- _Latihan Tertulis 1_: Menurut bacaan tentang supply chain management, prinsip efisiensi harus didasarkan pada apa?

- _Bacaan yang Diberikan_:
—————

MENERAPKAN SUPPLY CHAIN MANAGEMENT PADA PERUSAHAAN

Supply Chain Management (SCM) atau Manajemen Rantai Pasokan (MRP) adalah cara mengelola pengadaan pasokan bahan baku, produk, informasi, atau jasa yang dibutuhkan perusahaan dari awal hingga proses akhir yang efektif dan efisien. Tujuan dari supply chain management adalah mengendalikan dan mengembangkan organisasi melalui prinsip dan proses manajemen, sehingga dalam mengelola proses supply chain dapat menghasilkan produk yang efisien dan efektif. Menurut David Jacoby, terdapat 4 prinsip yang mendasari supply chain management, yaitu:

  • Efisiensi. Apa yang dikerjakan oleh manajemen harus berdasarkan prinsip biaya rendah dan waktu minimum.
  • Reliabilitas. Apa yang dihasilkan selalu konsisten, baik dari segi produk maupun kualitas pelayanan.
  • Fleksibilitas. Apa yang dikerjakan manajemen haruslah ada kelenturan baik dalam aturan maupun dalam kemampuan mengikuti irama permintaan pelanggan.
  • Inovasi. Prinsip inovasi diperlukan karena persaingan di pasar tidak tetap dan terus berubah.

—————

- _Latihan Tertulis 2_: Tulis ulang baris data dari baris pertama sampai baris yang memuat "[(61, 151)]", keduanya termasuk. Ganti "mark a point" dengan "place a point" dan biarkan bagian lain tetap sama.

—————

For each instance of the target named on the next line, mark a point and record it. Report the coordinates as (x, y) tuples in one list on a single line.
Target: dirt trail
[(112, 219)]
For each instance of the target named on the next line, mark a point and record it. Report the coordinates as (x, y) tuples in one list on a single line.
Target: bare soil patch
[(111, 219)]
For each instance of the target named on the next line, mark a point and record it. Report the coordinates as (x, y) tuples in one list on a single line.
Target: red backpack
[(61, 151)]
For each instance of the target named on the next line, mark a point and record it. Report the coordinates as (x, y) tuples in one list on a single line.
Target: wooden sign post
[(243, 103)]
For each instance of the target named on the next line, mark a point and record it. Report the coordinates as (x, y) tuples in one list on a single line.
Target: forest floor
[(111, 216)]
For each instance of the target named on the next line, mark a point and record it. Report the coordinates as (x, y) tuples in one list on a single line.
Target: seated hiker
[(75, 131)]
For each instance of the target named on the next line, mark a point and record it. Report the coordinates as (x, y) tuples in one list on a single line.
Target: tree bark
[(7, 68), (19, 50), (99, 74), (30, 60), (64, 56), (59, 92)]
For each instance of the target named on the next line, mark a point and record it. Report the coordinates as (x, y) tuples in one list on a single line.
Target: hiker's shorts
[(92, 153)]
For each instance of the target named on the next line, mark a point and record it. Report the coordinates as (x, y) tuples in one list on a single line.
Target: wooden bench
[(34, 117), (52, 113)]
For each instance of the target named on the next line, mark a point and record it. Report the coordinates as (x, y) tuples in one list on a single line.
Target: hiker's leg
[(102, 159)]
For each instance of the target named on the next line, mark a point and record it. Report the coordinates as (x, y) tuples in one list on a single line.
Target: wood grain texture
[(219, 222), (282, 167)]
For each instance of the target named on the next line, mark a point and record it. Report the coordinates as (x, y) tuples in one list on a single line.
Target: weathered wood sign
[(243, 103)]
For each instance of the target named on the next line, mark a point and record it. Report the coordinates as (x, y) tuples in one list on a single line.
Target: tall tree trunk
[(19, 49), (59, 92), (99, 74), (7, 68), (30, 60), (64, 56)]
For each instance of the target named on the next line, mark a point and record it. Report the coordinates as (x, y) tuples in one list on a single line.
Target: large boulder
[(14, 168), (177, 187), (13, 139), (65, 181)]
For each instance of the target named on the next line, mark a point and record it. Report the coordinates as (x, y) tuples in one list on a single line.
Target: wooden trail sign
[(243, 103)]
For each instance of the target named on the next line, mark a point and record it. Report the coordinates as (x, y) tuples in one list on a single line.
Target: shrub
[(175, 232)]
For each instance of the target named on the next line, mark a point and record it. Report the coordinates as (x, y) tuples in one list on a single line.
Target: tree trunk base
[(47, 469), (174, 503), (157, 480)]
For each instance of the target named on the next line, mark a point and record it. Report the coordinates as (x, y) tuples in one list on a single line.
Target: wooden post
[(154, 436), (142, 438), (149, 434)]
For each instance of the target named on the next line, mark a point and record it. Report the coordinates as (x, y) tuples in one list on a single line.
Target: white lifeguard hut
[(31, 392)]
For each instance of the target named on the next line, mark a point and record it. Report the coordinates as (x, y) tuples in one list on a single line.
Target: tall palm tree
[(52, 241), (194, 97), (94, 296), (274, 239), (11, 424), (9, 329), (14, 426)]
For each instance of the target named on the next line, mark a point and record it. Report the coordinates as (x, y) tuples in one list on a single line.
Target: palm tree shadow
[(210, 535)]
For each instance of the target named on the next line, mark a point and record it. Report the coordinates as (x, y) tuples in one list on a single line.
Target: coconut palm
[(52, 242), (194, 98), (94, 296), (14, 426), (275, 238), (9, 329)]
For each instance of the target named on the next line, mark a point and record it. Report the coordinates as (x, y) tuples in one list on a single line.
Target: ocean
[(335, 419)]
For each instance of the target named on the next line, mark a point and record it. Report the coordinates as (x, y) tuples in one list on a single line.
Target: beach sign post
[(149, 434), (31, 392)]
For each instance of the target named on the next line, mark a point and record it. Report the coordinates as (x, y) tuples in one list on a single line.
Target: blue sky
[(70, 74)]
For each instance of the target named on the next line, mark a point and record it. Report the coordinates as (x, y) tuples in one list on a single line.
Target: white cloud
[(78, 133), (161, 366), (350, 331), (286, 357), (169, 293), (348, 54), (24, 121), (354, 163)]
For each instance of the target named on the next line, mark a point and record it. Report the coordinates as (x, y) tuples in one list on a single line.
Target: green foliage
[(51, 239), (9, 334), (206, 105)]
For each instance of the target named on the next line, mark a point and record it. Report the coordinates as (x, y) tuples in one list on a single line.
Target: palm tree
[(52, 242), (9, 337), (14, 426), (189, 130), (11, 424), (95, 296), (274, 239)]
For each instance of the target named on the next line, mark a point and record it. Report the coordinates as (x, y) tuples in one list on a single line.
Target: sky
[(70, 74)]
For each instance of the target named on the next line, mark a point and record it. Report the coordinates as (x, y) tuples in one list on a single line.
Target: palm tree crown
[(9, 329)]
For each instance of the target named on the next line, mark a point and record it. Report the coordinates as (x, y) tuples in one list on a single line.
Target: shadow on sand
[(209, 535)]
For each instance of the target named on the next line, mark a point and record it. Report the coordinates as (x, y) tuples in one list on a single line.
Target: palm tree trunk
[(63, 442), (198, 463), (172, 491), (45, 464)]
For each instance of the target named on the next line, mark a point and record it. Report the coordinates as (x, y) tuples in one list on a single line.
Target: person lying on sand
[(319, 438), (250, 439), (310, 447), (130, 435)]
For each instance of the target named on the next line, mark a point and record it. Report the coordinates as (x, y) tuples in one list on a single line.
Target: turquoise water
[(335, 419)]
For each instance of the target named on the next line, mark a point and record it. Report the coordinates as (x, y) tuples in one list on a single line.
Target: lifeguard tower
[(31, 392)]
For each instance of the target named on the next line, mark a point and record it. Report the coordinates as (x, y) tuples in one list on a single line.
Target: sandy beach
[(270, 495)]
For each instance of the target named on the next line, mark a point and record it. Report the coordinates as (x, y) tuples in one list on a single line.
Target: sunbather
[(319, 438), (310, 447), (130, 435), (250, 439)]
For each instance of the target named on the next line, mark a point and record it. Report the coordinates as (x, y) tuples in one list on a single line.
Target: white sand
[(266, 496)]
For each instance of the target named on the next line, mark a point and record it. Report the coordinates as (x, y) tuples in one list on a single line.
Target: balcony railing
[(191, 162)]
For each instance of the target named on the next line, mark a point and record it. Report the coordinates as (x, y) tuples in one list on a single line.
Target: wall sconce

—————

- _Jawaban Lengkap 1_: Biaya rendah dan waktu minimum.

- _Jawaban Lengkap 2_:
For each instance of the target named on the next line, place a point and record it. Report the coordinates as (x, y) tuples in one list on a single line.
Target: dirt trail
[(112, 219)]
For each instance of the target named on the next line, place a point and record it. Report the coordinates as (x, y) tuples in one list on a single line.
Target: bare soil patch
[(111, 219)]
For each instance of the target named on the next line, place a point and record it. Report the coordinates as (x, y) tuples in one list on a single line.
Target: red backpack
[(61, 151)]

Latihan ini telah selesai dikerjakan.